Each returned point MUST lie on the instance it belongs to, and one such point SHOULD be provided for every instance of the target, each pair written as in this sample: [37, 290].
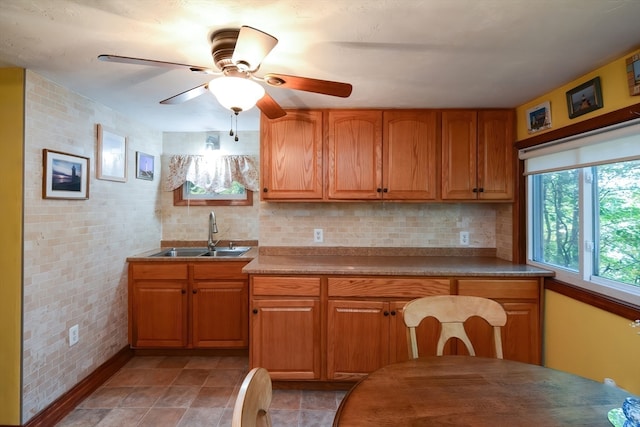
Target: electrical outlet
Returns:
[74, 335]
[464, 238]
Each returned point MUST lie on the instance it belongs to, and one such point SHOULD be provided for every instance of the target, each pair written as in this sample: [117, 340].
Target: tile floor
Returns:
[191, 391]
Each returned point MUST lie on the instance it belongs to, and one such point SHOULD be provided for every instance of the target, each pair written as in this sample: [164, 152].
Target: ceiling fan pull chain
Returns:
[236, 138]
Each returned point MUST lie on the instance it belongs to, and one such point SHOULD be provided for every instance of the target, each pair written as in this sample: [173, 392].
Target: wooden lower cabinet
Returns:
[365, 330]
[285, 327]
[158, 305]
[521, 336]
[188, 305]
[219, 305]
[342, 328]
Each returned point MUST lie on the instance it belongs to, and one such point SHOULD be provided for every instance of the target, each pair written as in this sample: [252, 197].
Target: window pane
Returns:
[556, 217]
[192, 191]
[617, 255]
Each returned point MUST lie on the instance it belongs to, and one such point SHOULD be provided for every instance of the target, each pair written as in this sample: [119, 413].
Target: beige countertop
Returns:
[146, 257]
[441, 262]
[430, 263]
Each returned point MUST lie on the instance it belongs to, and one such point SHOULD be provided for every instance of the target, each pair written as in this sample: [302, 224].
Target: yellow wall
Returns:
[580, 338]
[615, 95]
[11, 152]
[590, 342]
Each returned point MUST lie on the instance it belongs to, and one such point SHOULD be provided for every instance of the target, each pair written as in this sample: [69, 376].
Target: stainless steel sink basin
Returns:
[227, 252]
[172, 252]
[217, 252]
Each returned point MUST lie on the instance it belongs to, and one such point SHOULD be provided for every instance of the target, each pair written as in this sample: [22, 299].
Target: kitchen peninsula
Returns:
[335, 314]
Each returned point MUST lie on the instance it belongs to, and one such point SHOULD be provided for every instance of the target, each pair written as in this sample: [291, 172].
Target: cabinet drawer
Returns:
[498, 289]
[285, 286]
[389, 287]
[218, 270]
[157, 270]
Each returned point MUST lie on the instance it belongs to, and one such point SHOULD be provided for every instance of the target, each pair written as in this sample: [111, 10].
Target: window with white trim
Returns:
[583, 209]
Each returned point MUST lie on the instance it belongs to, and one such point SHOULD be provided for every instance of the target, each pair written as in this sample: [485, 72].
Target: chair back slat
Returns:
[452, 311]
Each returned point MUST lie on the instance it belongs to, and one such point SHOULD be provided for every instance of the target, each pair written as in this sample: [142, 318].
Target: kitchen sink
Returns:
[229, 252]
[217, 252]
[181, 252]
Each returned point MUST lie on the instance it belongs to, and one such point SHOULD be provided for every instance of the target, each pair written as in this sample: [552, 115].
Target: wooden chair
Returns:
[452, 311]
[254, 398]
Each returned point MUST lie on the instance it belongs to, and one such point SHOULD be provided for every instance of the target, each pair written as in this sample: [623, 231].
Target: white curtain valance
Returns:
[214, 174]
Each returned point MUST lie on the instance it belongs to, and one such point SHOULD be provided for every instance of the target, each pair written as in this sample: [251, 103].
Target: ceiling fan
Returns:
[237, 54]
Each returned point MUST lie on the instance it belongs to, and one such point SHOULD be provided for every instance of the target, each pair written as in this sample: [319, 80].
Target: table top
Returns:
[475, 391]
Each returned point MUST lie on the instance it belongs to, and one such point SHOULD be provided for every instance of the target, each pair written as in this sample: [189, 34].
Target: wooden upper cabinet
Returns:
[495, 154]
[459, 154]
[291, 156]
[477, 155]
[354, 139]
[409, 155]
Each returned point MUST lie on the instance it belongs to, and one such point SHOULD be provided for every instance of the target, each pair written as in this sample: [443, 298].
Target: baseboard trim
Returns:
[63, 405]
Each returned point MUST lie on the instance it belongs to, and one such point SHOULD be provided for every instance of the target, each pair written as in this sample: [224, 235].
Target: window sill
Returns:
[603, 302]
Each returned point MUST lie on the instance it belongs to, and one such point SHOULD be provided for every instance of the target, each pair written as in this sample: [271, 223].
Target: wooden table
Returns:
[474, 391]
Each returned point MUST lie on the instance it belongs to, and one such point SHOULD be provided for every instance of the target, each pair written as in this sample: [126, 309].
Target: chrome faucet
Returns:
[213, 228]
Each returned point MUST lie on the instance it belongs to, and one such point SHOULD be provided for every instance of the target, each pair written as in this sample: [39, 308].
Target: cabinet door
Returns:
[409, 155]
[357, 338]
[355, 154]
[459, 155]
[285, 338]
[495, 154]
[159, 314]
[291, 156]
[220, 314]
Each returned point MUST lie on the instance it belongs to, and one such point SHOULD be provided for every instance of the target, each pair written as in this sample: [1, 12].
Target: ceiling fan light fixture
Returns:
[236, 93]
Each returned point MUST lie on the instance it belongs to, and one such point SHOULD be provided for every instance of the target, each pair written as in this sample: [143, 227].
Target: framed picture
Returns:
[539, 117]
[584, 98]
[111, 162]
[144, 166]
[633, 74]
[64, 176]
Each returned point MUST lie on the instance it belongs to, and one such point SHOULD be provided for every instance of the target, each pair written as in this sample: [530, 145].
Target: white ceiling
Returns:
[395, 53]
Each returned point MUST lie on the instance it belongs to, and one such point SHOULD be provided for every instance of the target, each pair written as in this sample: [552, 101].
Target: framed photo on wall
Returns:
[539, 117]
[64, 176]
[584, 98]
[633, 74]
[111, 161]
[144, 166]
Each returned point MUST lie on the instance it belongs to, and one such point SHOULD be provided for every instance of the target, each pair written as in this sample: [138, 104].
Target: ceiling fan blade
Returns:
[251, 48]
[154, 63]
[270, 107]
[325, 87]
[187, 95]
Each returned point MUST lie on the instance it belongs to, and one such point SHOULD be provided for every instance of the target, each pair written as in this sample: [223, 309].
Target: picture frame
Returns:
[584, 98]
[539, 117]
[633, 74]
[144, 166]
[111, 159]
[64, 176]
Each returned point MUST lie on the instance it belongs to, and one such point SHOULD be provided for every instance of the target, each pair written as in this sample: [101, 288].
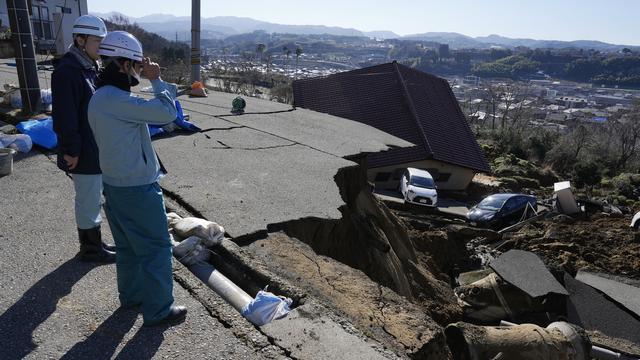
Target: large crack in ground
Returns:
[368, 238]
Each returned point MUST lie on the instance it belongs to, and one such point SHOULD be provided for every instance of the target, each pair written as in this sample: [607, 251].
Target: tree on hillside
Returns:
[628, 131]
[287, 53]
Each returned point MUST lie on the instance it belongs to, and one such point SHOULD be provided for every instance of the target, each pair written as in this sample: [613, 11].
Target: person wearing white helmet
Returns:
[72, 85]
[130, 172]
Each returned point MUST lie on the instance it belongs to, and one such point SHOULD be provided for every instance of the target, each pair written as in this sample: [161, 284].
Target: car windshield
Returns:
[422, 182]
[492, 203]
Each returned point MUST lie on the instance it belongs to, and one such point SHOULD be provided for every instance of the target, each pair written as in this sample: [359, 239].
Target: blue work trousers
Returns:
[138, 222]
[88, 197]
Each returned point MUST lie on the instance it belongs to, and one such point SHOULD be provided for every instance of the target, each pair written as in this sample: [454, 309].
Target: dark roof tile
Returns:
[403, 102]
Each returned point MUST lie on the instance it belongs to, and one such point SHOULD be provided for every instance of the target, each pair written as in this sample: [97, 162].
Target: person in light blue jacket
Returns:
[130, 172]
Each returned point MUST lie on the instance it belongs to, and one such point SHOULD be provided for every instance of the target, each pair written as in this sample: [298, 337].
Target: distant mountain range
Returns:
[171, 27]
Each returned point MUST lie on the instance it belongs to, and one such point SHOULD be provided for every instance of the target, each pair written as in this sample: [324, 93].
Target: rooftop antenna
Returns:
[25, 55]
[195, 41]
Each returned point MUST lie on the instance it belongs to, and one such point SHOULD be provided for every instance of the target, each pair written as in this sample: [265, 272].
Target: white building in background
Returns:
[50, 20]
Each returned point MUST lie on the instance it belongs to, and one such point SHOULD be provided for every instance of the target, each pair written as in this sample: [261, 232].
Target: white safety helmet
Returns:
[89, 25]
[121, 44]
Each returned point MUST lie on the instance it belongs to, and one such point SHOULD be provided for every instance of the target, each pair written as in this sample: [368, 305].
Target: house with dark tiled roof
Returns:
[407, 103]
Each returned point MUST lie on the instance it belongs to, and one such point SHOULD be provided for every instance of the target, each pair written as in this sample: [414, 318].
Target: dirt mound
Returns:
[601, 242]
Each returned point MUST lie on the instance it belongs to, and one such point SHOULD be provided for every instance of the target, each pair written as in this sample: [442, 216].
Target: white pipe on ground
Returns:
[596, 351]
[224, 287]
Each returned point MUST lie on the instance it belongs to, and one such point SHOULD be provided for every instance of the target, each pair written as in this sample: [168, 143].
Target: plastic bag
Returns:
[210, 232]
[266, 307]
[20, 142]
[40, 131]
[179, 122]
[191, 251]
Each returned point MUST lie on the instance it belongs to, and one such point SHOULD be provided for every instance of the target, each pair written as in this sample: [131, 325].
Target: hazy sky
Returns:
[614, 21]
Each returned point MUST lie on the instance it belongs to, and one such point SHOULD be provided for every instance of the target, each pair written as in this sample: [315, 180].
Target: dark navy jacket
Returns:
[72, 87]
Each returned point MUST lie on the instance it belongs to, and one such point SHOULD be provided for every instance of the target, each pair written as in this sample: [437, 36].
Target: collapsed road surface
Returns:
[264, 174]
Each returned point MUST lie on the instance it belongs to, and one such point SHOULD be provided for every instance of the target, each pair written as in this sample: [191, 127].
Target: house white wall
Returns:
[44, 36]
[447, 176]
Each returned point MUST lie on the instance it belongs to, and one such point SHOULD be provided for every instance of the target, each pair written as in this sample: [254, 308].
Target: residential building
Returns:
[407, 103]
[45, 28]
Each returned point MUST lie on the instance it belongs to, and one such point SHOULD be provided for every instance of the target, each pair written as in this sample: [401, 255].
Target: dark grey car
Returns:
[501, 210]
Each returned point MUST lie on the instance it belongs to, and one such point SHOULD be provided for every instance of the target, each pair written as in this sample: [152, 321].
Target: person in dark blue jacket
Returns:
[72, 86]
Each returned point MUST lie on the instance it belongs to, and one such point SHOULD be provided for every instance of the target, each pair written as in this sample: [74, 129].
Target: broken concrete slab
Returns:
[625, 294]
[527, 272]
[246, 190]
[310, 334]
[272, 169]
[589, 309]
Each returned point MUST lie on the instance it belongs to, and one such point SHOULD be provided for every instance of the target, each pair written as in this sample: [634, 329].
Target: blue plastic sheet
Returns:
[266, 307]
[40, 132]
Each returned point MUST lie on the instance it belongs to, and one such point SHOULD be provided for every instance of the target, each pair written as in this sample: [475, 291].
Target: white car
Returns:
[417, 187]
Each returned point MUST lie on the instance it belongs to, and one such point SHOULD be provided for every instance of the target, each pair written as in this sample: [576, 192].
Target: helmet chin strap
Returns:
[128, 72]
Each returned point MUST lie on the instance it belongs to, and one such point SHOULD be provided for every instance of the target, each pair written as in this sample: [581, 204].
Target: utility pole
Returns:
[195, 40]
[21, 32]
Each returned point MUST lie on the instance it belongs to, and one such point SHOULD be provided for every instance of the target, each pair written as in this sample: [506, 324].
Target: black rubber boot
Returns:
[92, 248]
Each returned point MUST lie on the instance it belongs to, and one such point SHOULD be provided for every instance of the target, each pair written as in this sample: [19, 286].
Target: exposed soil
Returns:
—————
All lines from the one containing "sample: [475, 291]." through the end of the records, both ends included, are to be quoted exactly; please add nothing else.

Each returned point MUST lie on the instance it belongs to, and one such point SHOULD be provided for every instance of the target, each pair written as in this sample: [475, 291].
Target: white car
Returns:
[417, 187]
Each returned point MUST lie on the instance it belongs to, and one such point SHOULD be provided for every instance of the target, each pair written as in this sample: [576, 192].
Target: helmet chin strap
Returns:
[128, 72]
Each returned point MUST lie on the instance it belongs to, and one such point SHOULD be provided for every instance of the target, each pair written as in this sample: [581, 204].
Target: utility pole
Returns:
[195, 40]
[21, 32]
Each returned point MUST lie on the instance it belongs to, and one such point SHOULD be provided for every instance of the target, each pair written as in this sample: [506, 324].
Target: black rubber boot
Returns:
[92, 248]
Each returned point MUST lie on the instance it belongs to, and one such point SHOULD be provided for every instance of the target, each pair written as in this sample: [19, 286].
Target: exposed soil
Returns:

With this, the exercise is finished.